— Task prompt —
Take the line that has "the red door" in it and every line after it to the end of the entries, and reproduce them exactly.

— Records for the task —
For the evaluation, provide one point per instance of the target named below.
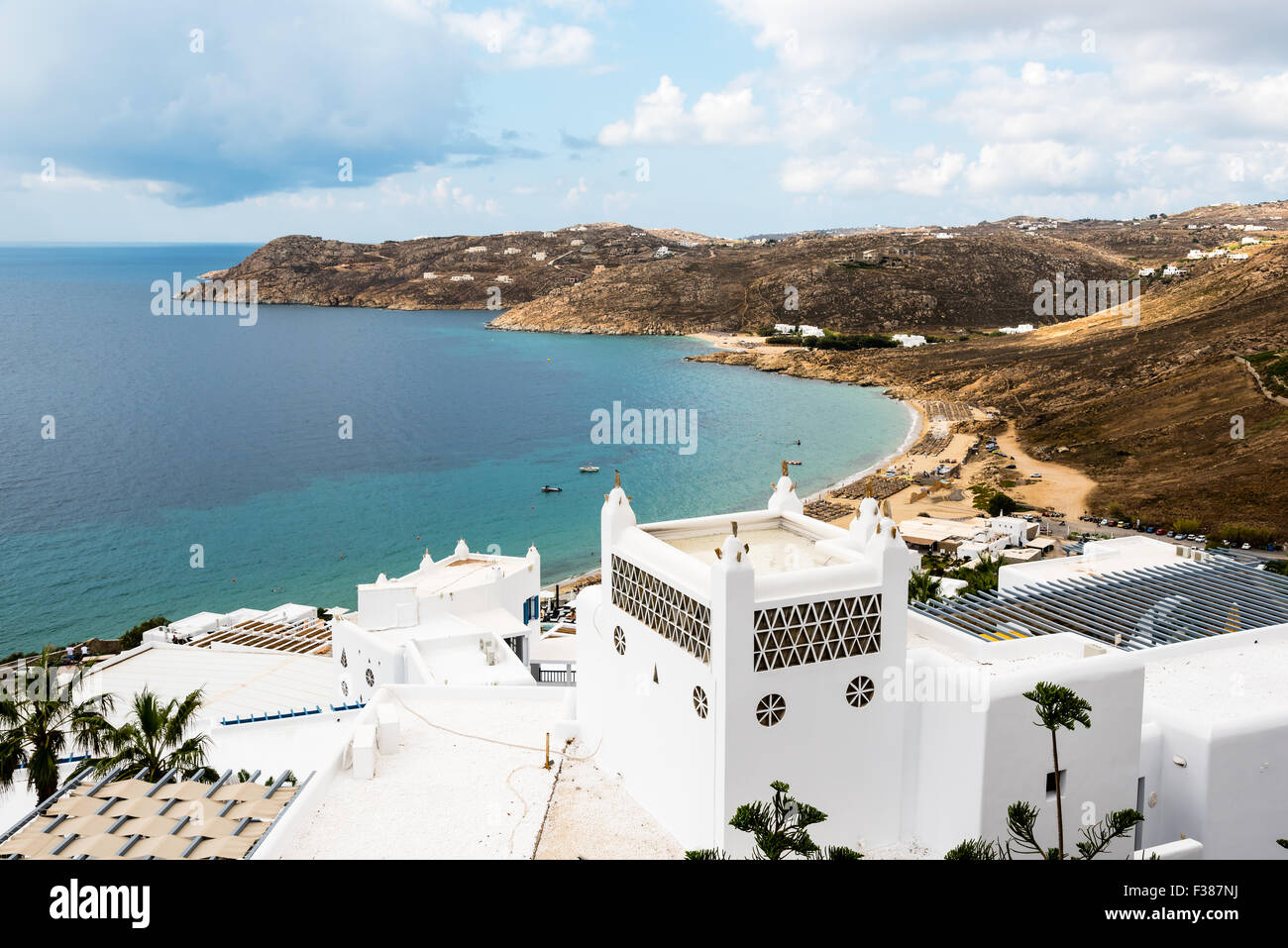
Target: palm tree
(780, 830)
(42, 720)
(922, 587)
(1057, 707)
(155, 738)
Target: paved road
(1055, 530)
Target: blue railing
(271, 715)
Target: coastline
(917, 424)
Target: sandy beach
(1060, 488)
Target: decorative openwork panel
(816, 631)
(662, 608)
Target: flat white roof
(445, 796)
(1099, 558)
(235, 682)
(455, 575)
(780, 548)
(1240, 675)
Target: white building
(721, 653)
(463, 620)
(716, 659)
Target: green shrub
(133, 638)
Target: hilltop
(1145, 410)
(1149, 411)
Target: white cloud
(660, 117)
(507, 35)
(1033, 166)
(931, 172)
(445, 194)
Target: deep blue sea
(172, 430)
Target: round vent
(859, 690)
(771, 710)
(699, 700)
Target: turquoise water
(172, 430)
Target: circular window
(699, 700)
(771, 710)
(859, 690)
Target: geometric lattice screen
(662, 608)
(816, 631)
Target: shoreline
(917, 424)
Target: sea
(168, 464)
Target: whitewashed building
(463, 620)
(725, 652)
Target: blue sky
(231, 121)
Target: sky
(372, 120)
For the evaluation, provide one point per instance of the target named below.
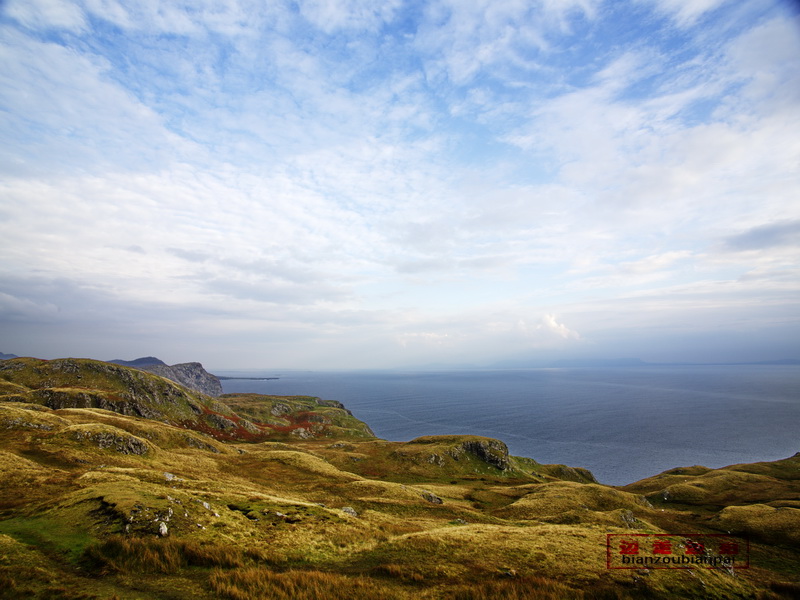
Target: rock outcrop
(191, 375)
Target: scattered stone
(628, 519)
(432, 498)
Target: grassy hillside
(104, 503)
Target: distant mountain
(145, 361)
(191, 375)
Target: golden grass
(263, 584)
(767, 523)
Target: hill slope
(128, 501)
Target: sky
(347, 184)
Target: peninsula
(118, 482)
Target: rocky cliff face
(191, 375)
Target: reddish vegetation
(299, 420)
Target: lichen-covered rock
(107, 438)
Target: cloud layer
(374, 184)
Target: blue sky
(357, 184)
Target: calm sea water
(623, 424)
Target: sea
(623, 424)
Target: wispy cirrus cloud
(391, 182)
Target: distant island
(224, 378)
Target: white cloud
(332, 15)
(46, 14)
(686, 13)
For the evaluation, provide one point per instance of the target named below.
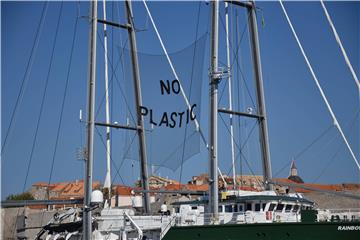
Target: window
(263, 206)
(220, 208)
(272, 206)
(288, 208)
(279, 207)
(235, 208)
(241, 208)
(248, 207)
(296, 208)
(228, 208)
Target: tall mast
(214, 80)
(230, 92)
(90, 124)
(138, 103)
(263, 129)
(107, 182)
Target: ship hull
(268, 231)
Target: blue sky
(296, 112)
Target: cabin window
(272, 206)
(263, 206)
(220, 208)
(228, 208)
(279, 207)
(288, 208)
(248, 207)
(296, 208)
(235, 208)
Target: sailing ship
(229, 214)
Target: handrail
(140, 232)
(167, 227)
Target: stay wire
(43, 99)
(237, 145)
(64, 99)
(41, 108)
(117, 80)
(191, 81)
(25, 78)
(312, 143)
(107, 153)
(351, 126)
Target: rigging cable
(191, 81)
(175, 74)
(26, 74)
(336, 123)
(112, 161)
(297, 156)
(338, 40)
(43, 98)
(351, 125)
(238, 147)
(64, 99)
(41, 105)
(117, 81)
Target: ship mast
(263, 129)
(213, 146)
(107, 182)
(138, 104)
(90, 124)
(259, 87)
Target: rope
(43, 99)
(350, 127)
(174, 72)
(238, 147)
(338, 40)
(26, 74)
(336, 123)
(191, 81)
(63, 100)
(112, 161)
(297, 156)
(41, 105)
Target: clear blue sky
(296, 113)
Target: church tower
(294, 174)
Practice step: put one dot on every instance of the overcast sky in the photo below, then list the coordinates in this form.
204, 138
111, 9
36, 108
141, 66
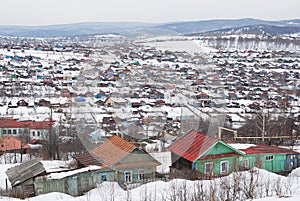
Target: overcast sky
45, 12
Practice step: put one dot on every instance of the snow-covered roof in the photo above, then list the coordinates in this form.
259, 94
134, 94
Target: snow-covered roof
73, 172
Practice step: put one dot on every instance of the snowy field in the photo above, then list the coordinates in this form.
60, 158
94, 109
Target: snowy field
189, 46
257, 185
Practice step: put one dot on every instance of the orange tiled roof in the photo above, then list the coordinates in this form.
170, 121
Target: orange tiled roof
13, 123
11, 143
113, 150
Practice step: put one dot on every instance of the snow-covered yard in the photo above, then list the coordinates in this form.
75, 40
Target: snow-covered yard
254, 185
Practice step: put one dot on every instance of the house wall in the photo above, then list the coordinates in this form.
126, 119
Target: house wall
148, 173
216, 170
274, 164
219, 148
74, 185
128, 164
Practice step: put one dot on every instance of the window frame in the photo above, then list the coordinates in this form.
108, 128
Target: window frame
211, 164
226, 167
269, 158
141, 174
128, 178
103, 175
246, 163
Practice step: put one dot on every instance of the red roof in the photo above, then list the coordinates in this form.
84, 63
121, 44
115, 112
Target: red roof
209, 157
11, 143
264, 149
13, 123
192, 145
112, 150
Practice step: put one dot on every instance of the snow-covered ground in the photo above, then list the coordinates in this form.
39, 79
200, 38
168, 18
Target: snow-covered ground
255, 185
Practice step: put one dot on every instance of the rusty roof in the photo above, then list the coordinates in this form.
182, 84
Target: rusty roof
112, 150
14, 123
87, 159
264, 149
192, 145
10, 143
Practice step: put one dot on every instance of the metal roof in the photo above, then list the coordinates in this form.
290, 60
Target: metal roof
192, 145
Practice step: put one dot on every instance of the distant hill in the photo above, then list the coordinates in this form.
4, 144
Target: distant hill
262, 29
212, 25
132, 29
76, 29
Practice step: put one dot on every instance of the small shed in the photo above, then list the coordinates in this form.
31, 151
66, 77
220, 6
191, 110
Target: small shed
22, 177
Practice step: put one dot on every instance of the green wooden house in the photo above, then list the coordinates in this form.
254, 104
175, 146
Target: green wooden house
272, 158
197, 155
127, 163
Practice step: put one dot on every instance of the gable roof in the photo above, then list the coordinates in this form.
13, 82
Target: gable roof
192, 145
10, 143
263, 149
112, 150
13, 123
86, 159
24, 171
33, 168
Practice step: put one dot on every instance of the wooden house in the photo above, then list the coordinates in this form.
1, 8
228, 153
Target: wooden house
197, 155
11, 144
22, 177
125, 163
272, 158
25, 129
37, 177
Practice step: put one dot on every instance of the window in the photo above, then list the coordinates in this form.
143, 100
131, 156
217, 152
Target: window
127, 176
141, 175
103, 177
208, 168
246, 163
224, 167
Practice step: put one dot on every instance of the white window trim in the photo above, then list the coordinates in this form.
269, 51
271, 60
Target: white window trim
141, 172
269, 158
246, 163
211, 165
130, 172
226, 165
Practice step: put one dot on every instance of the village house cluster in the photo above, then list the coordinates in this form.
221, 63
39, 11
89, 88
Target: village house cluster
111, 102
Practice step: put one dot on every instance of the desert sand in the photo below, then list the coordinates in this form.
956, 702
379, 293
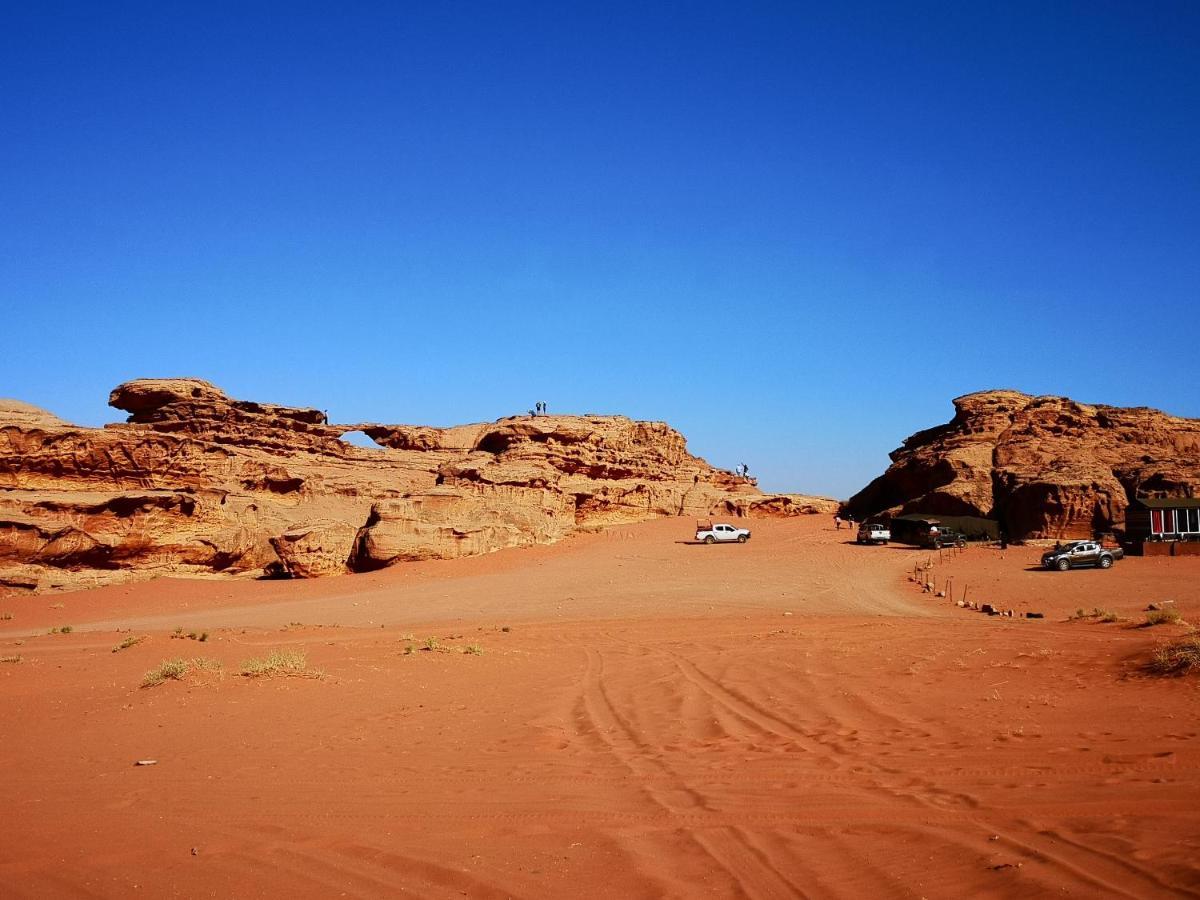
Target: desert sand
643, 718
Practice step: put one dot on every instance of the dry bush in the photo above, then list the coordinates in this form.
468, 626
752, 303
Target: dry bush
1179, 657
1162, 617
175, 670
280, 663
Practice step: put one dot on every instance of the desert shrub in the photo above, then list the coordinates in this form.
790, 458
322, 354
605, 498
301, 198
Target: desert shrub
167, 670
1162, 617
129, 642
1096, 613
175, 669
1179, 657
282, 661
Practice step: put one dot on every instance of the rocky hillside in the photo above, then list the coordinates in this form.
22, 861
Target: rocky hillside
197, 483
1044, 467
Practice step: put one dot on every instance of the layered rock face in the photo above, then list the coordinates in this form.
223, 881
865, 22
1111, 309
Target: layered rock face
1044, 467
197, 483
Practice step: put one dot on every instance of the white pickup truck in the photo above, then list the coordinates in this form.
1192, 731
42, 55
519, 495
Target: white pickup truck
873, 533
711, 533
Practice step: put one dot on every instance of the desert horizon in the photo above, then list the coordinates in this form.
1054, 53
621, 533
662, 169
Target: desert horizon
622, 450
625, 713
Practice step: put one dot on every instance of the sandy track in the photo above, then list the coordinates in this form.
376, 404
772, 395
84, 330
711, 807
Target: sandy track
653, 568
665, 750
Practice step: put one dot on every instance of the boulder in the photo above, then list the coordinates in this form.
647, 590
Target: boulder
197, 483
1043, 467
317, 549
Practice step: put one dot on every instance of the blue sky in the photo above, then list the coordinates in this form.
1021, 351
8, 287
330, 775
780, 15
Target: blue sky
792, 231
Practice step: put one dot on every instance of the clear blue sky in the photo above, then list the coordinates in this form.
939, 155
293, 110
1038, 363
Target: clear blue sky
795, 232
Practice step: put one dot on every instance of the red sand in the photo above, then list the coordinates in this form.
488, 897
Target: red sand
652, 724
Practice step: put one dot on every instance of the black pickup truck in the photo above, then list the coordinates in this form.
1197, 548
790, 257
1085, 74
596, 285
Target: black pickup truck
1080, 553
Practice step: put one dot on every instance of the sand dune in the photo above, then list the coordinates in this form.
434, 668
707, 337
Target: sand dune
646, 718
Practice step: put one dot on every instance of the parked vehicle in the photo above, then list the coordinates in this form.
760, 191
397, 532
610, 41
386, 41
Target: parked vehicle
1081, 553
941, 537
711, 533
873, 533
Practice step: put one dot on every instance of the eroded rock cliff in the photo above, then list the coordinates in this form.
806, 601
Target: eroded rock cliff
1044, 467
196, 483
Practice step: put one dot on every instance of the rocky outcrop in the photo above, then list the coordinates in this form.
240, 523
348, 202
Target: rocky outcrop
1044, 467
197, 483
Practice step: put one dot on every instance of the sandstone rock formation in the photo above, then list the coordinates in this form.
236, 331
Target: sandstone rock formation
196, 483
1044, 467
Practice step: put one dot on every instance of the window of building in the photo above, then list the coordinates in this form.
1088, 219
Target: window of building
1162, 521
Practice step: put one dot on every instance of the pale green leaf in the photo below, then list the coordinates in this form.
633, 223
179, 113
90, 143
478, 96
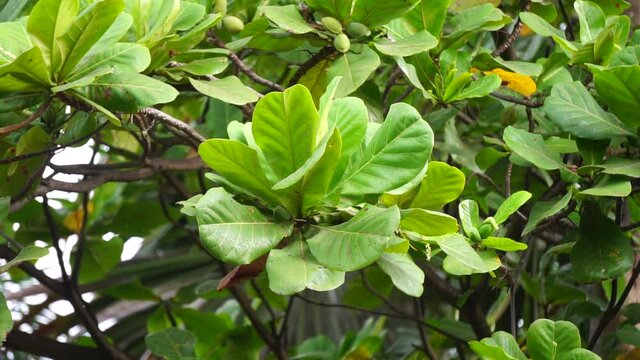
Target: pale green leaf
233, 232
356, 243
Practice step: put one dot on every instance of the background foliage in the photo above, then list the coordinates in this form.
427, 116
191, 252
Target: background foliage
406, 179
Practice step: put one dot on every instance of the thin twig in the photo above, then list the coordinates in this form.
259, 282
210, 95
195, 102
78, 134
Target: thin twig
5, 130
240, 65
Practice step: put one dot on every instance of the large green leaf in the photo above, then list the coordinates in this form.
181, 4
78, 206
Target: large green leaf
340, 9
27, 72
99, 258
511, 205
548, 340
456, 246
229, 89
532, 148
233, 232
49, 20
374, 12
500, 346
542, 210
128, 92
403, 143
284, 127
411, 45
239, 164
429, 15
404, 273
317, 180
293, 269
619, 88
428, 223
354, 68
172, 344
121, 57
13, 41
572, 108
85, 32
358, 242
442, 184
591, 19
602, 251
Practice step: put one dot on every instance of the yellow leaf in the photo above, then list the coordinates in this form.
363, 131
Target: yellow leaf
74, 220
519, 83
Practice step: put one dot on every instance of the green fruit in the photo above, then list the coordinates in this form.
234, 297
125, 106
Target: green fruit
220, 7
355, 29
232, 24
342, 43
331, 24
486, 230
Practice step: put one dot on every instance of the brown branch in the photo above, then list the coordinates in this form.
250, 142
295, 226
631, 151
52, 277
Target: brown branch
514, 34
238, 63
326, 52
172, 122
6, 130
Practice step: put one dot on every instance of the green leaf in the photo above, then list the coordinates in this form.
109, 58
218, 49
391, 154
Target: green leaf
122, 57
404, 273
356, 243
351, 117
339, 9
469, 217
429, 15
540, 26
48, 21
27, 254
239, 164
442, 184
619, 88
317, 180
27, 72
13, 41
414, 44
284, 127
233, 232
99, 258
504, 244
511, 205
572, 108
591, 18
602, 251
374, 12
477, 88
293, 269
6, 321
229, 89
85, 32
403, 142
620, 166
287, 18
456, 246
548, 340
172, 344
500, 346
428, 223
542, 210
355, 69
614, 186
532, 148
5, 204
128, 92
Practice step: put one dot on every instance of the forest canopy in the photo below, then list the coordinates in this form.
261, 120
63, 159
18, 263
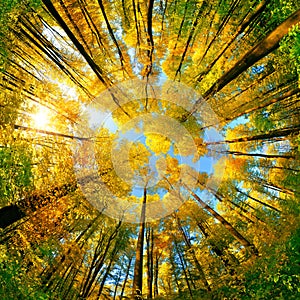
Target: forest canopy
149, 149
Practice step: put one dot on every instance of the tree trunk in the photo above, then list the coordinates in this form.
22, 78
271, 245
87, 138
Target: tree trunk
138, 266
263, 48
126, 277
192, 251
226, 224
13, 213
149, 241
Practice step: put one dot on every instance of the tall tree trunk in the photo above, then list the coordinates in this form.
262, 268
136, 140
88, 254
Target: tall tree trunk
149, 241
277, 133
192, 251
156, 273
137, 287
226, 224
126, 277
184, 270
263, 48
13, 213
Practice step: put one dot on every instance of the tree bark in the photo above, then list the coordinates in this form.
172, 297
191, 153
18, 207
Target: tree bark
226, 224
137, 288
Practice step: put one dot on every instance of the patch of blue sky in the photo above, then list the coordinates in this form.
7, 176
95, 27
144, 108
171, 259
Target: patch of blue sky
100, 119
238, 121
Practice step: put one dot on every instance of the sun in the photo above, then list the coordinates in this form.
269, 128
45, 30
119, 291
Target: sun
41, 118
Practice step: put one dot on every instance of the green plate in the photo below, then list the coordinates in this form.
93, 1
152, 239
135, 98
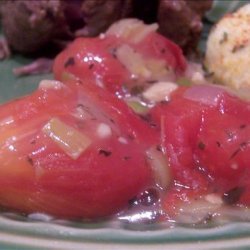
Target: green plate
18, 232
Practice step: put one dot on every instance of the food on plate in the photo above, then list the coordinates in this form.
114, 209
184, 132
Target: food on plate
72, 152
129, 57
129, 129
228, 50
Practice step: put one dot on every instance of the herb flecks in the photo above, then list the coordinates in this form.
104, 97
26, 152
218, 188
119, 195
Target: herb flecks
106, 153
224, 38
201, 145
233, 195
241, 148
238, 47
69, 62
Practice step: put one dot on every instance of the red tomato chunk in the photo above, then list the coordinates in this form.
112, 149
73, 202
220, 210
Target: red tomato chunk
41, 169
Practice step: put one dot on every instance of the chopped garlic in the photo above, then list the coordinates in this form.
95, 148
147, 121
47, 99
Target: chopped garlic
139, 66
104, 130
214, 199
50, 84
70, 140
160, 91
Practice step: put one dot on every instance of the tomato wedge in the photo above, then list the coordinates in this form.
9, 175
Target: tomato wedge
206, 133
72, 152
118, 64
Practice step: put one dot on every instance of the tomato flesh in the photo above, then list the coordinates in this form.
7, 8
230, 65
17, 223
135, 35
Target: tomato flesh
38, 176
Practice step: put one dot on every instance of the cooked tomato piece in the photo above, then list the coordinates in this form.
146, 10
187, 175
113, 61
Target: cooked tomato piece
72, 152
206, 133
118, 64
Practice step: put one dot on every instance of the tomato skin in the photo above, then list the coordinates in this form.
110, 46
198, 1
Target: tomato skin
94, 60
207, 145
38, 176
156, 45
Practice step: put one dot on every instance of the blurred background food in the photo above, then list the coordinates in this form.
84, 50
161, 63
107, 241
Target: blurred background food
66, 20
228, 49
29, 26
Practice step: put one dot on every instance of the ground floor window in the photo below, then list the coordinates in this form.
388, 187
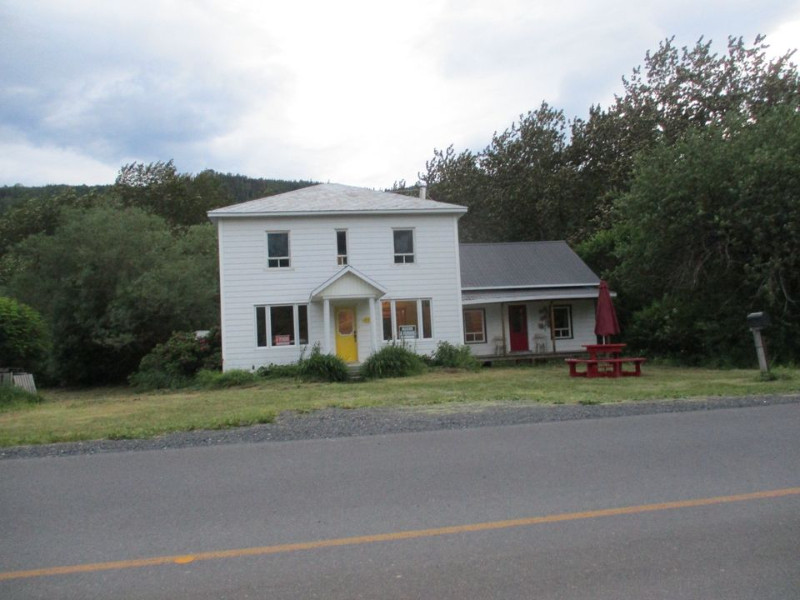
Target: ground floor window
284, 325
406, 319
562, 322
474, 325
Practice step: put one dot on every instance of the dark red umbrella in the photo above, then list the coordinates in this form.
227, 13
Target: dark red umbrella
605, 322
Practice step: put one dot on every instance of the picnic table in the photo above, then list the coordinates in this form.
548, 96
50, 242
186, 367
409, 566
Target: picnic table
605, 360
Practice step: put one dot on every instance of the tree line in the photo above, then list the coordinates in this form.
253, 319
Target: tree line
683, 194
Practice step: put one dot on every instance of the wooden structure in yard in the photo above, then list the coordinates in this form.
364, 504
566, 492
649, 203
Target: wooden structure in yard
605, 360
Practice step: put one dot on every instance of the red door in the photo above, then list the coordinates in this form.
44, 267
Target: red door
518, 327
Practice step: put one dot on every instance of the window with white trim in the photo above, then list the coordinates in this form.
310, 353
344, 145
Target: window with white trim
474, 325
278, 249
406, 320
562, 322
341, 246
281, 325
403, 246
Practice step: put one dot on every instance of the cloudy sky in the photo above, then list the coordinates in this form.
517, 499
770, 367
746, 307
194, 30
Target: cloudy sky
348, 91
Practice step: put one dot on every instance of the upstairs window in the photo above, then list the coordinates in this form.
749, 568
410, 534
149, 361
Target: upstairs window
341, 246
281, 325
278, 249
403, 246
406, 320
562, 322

— Response to the task —
Practice step: put one dot on every instance of the red door in the photo above, then list the coordinates in this form.
44, 267
Target: red door
518, 327
Practice step: put one dot on every instance of the window with white trim in the photo above, then list the coordinates in this form.
310, 353
344, 145
Target: window with white trim
474, 325
278, 249
406, 320
562, 322
341, 246
281, 325
403, 246
Practice step: put one dot on every instance of the cloudy sky in the photo above, then list the coordinates in this form.
517, 499
770, 367
746, 307
194, 30
Target: cloudy sky
348, 91
Practice step: put one dot on every instance of the upstairs window in the photo above, then list the coordinates in this form.
749, 568
410, 534
149, 361
Target: upstairs window
341, 246
281, 325
278, 249
403, 246
406, 320
562, 322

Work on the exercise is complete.